— PASSAGE PROVIDED —
___
Gold Price Forecast: Gold – Digging Beneath The News
Gold plunged on Tuesday to slightly below $1800 an ounce – the first time it did so since July. The news of further successful vaccine tests and U.S. President-elect Joe Biden beginning his transition to the White House have made investors bullish. There is hope on the horizon! But is that it? Did the yellow metal decline just on the news or are there other factors afoot?
Approximately two weeks ago gold plunged about $100…and we received a few messages saying that there was nothing technical about this move, and that it was just a reaction to the potential Covid-19 vaccine. Well, what about now? During today’s pre-market trading gold was down about $75 counting from Friday’s intraday high – what is this in response to? The U.S. Dollar Index and the stock market haven’t moved in any significant manner…and no major news hit the market. Why did gold decline?
Because things are not as simple as news-price-reaction models would have one believe. People’s interpretation of events is what matters – whether we’re discussing the performance of markets or any other life situation in general.
Let’s consider a bank robbery, during which precisely one person gets shot and it’s in the arm - without any major impact on their life (heals relatively quickly, no long-lasting damage). Was this person unlucky or lucky?
The event was clear and objective. But what about the interpretation?
If one chooses the following interpretation: they could have been shot fatally and/or many other people could have been shot - then based on what really happened, this person was lucky.
___
— DATASET RECORDS —
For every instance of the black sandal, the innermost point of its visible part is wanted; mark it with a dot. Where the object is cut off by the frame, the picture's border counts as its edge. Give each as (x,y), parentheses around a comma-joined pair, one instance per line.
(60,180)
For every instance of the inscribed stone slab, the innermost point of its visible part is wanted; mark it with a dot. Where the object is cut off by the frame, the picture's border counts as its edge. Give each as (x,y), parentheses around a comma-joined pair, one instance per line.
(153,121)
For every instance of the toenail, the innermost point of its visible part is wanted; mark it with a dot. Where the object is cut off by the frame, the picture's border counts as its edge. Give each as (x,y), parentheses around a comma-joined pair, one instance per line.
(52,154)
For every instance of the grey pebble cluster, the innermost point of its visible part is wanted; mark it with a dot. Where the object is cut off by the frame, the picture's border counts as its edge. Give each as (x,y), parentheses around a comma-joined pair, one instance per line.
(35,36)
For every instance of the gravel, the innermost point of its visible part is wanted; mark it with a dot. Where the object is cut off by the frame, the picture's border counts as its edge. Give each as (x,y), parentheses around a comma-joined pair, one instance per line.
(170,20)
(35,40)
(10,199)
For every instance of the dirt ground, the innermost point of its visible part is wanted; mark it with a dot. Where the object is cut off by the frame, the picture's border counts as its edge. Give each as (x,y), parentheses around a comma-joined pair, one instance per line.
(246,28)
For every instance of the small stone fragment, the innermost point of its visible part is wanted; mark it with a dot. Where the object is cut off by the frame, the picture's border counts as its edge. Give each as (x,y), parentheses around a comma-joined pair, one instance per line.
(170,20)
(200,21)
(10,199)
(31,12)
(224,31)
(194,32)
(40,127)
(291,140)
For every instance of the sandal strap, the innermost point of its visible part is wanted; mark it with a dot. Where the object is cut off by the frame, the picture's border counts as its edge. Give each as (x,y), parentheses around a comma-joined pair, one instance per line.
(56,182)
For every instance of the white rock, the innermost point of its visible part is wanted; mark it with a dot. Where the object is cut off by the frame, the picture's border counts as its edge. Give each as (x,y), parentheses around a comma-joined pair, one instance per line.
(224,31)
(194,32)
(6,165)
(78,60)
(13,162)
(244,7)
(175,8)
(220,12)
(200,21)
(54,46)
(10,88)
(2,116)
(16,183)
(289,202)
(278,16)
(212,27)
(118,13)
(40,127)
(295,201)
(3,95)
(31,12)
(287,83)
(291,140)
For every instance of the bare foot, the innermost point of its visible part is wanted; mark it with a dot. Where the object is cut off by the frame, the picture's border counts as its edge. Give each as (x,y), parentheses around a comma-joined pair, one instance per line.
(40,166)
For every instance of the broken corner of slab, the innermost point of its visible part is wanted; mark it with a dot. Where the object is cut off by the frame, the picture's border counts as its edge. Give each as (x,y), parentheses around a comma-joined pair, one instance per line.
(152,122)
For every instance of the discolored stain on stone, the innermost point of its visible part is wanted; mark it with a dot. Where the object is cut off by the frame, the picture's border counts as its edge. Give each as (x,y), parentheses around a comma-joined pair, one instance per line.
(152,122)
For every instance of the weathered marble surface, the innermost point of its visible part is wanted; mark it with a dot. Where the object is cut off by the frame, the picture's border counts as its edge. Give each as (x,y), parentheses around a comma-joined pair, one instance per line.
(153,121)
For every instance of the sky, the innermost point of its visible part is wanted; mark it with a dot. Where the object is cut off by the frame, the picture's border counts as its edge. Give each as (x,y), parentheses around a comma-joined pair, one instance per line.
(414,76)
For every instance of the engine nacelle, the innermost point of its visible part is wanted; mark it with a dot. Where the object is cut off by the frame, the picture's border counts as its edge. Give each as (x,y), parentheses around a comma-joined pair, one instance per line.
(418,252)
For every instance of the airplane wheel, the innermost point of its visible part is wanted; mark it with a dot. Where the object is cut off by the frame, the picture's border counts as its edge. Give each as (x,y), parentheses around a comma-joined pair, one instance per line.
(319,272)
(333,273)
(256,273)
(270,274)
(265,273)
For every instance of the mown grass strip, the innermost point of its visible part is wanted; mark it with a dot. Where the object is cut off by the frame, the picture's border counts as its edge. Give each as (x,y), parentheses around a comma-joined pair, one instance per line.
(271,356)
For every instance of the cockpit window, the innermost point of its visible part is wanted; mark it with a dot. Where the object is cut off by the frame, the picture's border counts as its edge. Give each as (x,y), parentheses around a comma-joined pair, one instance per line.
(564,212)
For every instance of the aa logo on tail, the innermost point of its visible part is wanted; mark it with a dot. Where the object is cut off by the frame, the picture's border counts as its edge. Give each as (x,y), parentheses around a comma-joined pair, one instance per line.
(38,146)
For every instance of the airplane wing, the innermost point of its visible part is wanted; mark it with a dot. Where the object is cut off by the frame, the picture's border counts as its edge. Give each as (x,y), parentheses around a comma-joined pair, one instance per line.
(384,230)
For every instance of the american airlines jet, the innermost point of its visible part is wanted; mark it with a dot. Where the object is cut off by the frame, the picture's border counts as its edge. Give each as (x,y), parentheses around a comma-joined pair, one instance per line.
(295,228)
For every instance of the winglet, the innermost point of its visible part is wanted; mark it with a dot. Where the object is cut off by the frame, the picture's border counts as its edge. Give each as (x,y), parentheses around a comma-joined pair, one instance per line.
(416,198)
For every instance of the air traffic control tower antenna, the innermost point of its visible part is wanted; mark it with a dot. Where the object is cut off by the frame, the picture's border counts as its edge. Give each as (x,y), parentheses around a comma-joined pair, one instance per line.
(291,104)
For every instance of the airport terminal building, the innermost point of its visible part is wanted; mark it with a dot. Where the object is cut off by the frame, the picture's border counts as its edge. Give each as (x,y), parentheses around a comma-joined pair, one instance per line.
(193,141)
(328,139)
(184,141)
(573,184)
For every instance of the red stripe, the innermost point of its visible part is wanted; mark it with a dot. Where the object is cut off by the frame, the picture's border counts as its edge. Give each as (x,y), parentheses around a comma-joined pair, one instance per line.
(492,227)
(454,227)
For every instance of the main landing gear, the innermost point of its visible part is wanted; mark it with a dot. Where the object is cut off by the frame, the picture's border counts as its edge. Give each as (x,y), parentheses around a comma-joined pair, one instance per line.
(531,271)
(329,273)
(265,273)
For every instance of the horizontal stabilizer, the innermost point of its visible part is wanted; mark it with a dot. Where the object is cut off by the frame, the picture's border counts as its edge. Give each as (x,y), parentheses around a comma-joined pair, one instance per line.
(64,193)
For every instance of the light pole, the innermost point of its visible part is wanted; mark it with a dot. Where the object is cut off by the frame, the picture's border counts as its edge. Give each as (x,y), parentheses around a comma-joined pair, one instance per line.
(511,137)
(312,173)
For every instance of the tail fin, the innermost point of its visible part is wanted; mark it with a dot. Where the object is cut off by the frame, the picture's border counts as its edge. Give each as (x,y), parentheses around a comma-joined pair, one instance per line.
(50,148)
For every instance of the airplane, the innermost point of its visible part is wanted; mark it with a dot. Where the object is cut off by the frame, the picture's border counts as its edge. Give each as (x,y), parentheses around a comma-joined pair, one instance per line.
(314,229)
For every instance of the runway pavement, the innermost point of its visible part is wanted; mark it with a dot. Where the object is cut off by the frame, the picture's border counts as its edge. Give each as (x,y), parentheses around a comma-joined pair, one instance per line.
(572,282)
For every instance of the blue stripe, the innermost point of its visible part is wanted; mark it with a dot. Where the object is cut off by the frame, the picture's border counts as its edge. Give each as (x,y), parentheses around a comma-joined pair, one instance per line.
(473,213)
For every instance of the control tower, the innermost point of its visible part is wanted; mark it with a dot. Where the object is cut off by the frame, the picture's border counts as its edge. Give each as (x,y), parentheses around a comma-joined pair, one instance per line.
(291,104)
___
— PROMPT —
Reproduce the gold price article in full, word for word. The rows have no connection to the gold price article.

— EXERCISE RESULT —
Gold Price Forecast: Gold – Digging Beneath The News
Gold plunged on Tuesday to slightly below $1800 an ounce – the first time it did so since July. The news of further successful vaccine tests and U.S. President-elect Joe Biden beginning his transition to the White House have made investors bullish. There is hope on the horizon! But is that it? Did the yellow metal decline just on the news or are there other factors afoot?
Approximately two weeks ago gold plunged about $100…and we received a few messages saying that there was nothing technical about this move, and that it was just a reaction to the potential Covid-19 vaccine. Well, what about now? During today’s pre-market trading gold was down about $75 counting from Friday’s intraday high – what is this in response to? The U.S. Dollar Index and the stock market haven’t moved in any significant manner…and no major news hit the market. Why did gold decline?
Because things are not as simple as news-price-reaction models would have one believe. People’s interpretation of events is what matters – whether we’re discussing the performance of markets or any other life situation in general.
Let’s consider a bank robbery, during which precisely one person gets shot and it’s in the arm - without any major impact on their life (heals relatively quickly, no long-lasting damage). Was this person unlucky or lucky?
The event was clear and objective. But what about the interpretation?
If one chooses the following interpretation: they could have been shot fatally and/or many other people could have been shot - then based on what really happened, this person was lucky.